▶ **Given data**:
◇ ◇ ◇ ◇ ◇ ◇ ◇

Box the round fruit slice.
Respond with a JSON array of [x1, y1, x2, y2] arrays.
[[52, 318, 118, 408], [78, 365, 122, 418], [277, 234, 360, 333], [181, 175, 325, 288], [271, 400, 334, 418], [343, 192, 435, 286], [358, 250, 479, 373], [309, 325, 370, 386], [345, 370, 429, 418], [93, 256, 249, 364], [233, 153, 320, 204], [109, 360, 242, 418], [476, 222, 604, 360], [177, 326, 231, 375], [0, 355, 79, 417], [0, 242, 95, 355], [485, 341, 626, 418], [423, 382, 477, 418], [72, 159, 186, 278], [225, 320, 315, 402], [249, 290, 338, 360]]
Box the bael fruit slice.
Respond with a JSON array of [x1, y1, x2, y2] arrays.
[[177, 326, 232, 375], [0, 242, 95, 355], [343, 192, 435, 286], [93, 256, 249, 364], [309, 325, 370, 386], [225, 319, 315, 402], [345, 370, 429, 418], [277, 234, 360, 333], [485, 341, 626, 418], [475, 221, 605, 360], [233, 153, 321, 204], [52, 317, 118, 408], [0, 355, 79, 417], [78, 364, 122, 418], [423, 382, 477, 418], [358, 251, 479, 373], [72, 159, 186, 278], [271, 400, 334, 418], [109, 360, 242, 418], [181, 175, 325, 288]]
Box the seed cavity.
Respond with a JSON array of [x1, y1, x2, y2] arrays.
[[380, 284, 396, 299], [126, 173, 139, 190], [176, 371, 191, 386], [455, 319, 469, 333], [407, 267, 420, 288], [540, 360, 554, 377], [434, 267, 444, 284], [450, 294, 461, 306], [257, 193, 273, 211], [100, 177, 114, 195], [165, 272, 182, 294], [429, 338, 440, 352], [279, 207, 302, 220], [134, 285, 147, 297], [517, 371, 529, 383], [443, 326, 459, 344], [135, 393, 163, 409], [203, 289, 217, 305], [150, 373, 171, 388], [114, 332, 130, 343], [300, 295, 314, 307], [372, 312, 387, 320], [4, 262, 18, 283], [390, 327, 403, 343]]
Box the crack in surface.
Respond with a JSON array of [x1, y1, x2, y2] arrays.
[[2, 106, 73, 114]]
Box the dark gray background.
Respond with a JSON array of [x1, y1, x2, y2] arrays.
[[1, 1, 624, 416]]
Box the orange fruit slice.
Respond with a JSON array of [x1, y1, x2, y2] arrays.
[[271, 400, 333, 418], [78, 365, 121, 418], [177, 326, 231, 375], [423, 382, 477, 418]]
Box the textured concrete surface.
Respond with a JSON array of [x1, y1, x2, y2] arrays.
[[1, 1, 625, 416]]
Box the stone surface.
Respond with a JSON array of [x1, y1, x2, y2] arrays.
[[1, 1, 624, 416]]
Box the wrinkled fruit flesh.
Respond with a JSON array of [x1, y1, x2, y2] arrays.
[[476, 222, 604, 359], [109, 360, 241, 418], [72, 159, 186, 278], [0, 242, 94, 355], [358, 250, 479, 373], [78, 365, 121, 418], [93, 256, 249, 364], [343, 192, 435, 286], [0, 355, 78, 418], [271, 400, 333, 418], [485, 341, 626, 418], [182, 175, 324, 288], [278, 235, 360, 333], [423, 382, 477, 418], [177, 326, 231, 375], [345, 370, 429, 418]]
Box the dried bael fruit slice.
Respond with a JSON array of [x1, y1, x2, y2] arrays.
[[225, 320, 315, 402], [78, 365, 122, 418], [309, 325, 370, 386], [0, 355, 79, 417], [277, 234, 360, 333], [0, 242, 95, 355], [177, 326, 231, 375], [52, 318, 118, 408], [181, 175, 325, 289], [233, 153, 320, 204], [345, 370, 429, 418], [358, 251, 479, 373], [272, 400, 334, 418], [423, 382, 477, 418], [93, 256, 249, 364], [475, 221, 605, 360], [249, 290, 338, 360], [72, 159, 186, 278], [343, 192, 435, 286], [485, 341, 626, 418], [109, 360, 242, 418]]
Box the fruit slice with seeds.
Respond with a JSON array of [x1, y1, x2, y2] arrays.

◇ ◇ ◇ ◇ ◇ ◇ ◇

▶ **What to work on**: Find the word "fruit" in the entries above, then copy each line that holds it.

▶ **Solution**:
Box the round fruit slice.
Box the bael fruit slice.
Box the orange fruit slice.
Box the wrinkled fruit flesh.
Box the dried bael fruit slice.
Box the fruit slice with seeds.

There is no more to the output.